Rows from a pointing dataset
"""
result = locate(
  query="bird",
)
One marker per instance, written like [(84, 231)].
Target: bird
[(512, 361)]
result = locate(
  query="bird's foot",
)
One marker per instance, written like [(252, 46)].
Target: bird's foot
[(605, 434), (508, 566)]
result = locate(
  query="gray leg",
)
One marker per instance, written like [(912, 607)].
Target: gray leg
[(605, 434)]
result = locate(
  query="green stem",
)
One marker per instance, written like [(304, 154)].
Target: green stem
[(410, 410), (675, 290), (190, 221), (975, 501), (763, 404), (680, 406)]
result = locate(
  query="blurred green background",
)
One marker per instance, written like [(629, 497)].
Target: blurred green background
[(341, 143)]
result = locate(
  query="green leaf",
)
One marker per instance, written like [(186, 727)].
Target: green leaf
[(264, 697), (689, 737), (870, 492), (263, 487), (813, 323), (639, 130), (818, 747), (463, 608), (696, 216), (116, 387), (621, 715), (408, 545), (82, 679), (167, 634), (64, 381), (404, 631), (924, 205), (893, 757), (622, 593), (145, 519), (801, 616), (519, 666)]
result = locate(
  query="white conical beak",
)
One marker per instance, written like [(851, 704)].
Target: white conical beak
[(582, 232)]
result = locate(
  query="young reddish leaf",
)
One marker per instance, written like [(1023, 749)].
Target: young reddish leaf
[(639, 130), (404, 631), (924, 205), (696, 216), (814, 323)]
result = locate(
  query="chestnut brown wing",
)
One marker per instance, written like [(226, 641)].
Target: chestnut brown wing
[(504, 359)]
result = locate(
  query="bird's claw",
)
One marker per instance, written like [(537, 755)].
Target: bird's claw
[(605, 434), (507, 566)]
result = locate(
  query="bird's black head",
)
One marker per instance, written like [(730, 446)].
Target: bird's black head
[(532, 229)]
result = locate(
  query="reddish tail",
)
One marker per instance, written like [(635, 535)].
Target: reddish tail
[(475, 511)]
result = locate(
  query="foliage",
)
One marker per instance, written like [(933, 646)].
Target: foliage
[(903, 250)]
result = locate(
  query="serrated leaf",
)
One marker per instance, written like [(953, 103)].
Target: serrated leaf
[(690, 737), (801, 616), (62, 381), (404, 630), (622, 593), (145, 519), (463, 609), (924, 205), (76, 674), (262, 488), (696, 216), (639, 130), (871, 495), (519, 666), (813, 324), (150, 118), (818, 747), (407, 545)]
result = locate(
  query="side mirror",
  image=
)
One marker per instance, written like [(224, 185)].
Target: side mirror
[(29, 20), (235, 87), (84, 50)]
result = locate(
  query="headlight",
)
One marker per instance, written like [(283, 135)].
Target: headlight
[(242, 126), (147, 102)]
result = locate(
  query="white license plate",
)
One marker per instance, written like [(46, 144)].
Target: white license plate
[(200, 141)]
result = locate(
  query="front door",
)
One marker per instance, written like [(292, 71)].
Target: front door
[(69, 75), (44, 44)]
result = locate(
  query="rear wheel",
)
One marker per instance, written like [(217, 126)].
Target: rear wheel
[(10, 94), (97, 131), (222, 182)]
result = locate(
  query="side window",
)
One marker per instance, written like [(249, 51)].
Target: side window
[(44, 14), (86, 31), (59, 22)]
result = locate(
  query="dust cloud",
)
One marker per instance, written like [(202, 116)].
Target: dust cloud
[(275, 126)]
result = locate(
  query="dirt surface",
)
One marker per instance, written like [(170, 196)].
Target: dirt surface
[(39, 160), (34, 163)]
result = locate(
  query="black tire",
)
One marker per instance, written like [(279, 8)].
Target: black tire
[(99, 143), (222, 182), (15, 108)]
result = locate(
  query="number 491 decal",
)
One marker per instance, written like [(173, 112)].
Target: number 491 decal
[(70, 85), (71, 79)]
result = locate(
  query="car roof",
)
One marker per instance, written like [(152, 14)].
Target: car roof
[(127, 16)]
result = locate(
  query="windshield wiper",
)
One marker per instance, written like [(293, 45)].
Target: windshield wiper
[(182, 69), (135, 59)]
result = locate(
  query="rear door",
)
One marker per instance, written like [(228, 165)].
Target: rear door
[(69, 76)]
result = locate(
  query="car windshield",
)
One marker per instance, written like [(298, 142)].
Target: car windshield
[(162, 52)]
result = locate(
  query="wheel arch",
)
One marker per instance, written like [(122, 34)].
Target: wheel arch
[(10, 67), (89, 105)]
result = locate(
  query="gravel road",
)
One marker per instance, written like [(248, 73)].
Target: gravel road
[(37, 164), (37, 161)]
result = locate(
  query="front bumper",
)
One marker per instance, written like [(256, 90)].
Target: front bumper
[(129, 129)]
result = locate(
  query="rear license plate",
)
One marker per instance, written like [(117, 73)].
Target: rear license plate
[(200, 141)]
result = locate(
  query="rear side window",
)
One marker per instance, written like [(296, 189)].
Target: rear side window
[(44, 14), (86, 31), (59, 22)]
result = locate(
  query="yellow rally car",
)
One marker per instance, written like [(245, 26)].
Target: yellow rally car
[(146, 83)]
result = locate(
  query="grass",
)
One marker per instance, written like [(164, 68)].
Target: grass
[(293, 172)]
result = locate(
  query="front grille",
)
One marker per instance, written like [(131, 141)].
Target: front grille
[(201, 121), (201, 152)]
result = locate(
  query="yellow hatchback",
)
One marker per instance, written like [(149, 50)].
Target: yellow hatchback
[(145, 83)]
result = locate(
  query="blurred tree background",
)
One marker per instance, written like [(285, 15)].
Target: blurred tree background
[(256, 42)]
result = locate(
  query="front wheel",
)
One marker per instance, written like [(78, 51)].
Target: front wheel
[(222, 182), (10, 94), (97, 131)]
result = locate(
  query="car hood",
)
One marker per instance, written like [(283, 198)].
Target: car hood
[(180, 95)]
"""
"""
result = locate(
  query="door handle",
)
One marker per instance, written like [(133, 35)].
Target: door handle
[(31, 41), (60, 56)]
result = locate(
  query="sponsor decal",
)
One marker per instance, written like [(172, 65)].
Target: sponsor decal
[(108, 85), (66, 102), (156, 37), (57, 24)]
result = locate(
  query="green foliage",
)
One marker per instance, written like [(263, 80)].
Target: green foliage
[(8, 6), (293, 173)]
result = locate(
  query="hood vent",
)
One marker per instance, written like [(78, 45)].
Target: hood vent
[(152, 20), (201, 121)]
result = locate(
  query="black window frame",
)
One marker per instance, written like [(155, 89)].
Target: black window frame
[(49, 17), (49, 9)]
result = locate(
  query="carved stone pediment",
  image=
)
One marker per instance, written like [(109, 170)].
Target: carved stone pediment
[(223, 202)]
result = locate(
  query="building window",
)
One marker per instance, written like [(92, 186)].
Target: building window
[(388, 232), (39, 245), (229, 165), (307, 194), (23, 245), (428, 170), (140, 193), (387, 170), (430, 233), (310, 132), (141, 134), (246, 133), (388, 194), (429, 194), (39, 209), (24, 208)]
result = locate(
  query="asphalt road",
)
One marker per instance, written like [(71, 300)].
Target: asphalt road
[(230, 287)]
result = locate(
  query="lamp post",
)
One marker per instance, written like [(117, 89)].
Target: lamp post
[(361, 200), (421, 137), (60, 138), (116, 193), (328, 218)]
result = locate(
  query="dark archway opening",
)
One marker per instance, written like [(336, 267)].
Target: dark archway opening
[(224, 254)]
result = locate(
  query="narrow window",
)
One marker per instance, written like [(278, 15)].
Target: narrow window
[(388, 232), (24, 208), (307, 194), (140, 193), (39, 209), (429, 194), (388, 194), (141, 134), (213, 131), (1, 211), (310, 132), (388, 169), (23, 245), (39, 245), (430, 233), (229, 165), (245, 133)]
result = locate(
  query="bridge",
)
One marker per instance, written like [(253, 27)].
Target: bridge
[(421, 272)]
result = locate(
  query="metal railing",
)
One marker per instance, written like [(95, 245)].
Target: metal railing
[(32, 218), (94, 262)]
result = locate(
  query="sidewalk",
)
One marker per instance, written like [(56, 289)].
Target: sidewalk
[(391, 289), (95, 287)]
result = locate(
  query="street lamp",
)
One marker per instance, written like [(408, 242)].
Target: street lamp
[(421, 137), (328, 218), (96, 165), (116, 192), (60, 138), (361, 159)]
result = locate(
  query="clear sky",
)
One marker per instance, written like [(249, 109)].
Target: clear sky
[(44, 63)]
"""
"""
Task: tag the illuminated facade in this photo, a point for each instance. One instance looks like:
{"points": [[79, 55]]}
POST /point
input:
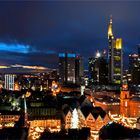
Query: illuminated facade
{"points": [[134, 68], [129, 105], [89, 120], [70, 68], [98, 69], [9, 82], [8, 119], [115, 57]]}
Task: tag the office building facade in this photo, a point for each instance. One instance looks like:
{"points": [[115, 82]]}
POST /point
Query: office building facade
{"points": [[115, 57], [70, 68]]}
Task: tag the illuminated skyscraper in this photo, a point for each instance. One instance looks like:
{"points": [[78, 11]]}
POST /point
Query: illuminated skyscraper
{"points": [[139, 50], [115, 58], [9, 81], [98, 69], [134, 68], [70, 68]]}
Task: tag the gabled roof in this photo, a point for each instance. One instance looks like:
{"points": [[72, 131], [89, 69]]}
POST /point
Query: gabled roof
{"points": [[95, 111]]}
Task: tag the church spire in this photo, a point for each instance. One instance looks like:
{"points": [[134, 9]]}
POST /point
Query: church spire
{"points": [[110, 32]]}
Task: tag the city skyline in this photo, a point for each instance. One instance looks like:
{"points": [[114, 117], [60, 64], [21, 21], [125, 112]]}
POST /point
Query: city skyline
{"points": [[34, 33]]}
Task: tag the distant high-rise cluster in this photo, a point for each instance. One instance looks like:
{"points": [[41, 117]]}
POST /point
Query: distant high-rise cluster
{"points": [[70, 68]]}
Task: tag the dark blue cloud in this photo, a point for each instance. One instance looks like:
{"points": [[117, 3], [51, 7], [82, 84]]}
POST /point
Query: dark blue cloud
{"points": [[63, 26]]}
"""
▶ **WORK TO DO**
Filter the rows above down to every line that contains the string "sponsor", treating uppercase and lowercase as different.

▶ **SOLUTION TO THIS EXERCISE**
  query="sponsor decal",
Target: sponsor decal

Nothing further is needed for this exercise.